+++ Extracted entries

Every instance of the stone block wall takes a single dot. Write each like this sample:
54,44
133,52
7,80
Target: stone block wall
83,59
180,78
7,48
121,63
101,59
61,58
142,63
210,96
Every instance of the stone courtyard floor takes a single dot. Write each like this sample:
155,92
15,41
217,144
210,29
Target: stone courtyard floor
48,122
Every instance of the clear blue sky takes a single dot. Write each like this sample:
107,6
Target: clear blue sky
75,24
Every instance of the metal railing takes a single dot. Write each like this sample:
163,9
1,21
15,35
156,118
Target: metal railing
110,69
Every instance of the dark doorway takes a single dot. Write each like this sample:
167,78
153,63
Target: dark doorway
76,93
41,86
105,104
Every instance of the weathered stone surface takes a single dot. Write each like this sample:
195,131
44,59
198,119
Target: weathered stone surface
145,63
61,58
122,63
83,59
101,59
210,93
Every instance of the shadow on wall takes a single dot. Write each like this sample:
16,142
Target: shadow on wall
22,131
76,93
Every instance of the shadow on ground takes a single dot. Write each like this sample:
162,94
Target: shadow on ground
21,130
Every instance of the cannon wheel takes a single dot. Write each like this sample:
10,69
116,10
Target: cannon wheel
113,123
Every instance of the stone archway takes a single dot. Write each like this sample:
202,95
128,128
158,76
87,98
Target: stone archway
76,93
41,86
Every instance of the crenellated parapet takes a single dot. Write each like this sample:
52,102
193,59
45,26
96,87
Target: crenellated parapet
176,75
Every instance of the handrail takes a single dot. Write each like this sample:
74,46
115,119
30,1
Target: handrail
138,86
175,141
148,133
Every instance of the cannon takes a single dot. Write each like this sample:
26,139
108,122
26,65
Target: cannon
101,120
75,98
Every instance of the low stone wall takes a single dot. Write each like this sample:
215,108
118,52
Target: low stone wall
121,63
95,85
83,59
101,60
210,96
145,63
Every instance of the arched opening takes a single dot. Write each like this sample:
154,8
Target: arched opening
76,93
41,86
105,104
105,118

++++++

Requirement >> Would you retype all of the lines shown above, exactly as given?

Answer to the exercise >>
Every instance of the stone block wall takes a single dot. Write each like this sample:
54,44
133,52
7,80
Target: stone block wall
83,59
180,78
7,48
121,63
101,59
61,58
142,63
210,96
Every instance of the stone courtyard floor takes a single dot. Write each like this sample:
155,92
15,41
217,144
210,29
Target: stone courtyard floor
48,122
Every instance of the clear blue sky takes a single dot. Write each like this sample:
107,6
Target: clear blue sky
75,24
Every instance of the metal railing takes a single dot. Write each like this sample:
163,9
1,21
15,35
156,118
Target: metal railing
110,69
Every instance of the dark doorway takes a single dot. Write each like this sample:
167,78
153,63
Target: dark doorway
76,93
41,86
105,104
Every instance of the weathered stone surface takes a single dot. Write each like this sample:
195,131
44,59
198,119
Target: weathered stone surface
145,63
61,58
122,63
83,59
101,59
210,93
Every instance of the shadow on wall takes a single dot. Write each like this sample:
16,142
Target: shadow on wall
22,131
76,93
Every instance of the shadow on ground takes a single dot. Write each like this sample:
162,94
Target: shadow on ground
21,130
Every instance of the cannon wheel takes a single dot. Write each like this sample:
10,69
116,10
Target: cannon wheel
113,123
Every instance of the stone archway takes a single dot. Write each like this sample:
202,95
128,128
158,76
87,98
Target: stone archway
76,93
41,86
Every instance of the crenellated parapet takes a single dot. Write each like this sample:
52,102
193,59
45,26
96,87
Target: crenellated parapet
176,75
Every instance of the handrail takes a single dot. Write each like this sample:
74,46
115,119
30,1
Target: handrail
138,86
175,141
148,133
Every instance of the cannon takes a single dot. Write each like this sample:
26,139
108,122
26,65
Target: cannon
101,120
75,98
Every instance of the low stone wall takes a single dot. Write each like this sample:
215,108
118,52
Target: low stone wall
121,63
95,85
83,59
101,60
210,96
145,63
Every instance of the arched opening takes a single dot. Write each like this sample:
154,8
Target: arched opening
76,93
41,86
105,104
105,118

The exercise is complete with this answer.